(YOUR GOAL):
All of the material below is to be returned exactly.

(Records from a dataset):
========================================================================

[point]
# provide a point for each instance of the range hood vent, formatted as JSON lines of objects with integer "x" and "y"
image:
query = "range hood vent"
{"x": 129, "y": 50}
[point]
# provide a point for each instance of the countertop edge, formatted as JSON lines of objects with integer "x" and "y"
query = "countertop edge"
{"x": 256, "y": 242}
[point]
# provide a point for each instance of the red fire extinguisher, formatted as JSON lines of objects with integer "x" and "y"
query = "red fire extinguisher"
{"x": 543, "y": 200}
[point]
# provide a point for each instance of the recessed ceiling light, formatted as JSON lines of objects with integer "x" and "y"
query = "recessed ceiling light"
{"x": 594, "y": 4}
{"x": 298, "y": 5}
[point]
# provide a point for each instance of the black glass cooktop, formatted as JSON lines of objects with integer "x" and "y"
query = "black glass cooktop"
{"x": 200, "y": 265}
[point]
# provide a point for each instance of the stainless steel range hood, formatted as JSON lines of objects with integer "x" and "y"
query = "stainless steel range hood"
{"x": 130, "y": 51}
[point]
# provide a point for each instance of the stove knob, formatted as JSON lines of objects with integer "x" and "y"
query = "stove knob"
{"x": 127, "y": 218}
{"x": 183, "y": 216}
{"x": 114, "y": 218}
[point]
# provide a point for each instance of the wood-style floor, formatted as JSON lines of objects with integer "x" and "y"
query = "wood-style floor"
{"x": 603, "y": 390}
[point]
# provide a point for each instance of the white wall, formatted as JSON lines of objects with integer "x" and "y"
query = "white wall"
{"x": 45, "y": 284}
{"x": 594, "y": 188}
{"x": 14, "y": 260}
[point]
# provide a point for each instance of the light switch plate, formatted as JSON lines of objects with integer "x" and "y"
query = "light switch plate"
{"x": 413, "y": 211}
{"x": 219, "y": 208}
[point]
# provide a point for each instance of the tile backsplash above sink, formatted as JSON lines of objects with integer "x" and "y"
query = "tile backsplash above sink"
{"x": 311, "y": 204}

========================================================================

(WRITTEN SOLUTION):
[point]
# provide a point for each instance of the range hood vent, formatted as JSON lines of objects with integer "x" and "y"
image:
query = "range hood vent"
{"x": 129, "y": 50}
[point]
# provide a point for each instance of the countertop edge, formatted as JSON lines of objects with integer "x" and "y"
query = "countertop edge"
{"x": 256, "y": 242}
[point]
# provide a point for each instance of the red fire extinguisher, formatted as JSON lines of objects with integer "x" and "y"
query = "red fire extinguisher"
{"x": 543, "y": 200}
[point]
# provide a point for each instance of the recessed ceiling light, formatted as JSON lines of objects with integer "x" and "y"
query = "recessed ceiling light"
{"x": 594, "y": 4}
{"x": 298, "y": 5}
[point]
# provide a point for each instance of the black glass cooktop, formatted as JSON lines of objects with integer "x" and "y"
query = "black glass cooktop"
{"x": 200, "y": 265}
[point]
# provide a point for each instance of the stainless steel range hood, formatted as JSON lines of objects with integer "x" and "y"
query = "stainless steel range hood"
{"x": 130, "y": 51}
[point]
# provide a point for each instance of the stove knob, formatted as JSON lines of objects with integer "x" and "y"
query = "stove knob"
{"x": 127, "y": 218}
{"x": 183, "y": 216}
{"x": 114, "y": 218}
[point]
# provide a point for each instance of the wood-style floor, formatted as JSON lines of objects with integer "x" and "y"
query = "wood-style floor"
{"x": 603, "y": 390}
[point]
# provide a point for each instance of the white wall, formatted as JSON lines of objects with integer "x" and "y"
query = "white wall"
{"x": 45, "y": 284}
{"x": 594, "y": 188}
{"x": 14, "y": 260}
[point]
# provide a point for each instance of the light switch plate, formatted as JSON lines of objects with integer "x" and "y"
query = "light switch plate"
{"x": 413, "y": 211}
{"x": 219, "y": 208}
[point]
# provide a point for each instance of the tile backsplash above sink, formatted as JSON lines of objects with integer "x" and "y"
query = "tile backsplash above sink"
{"x": 311, "y": 204}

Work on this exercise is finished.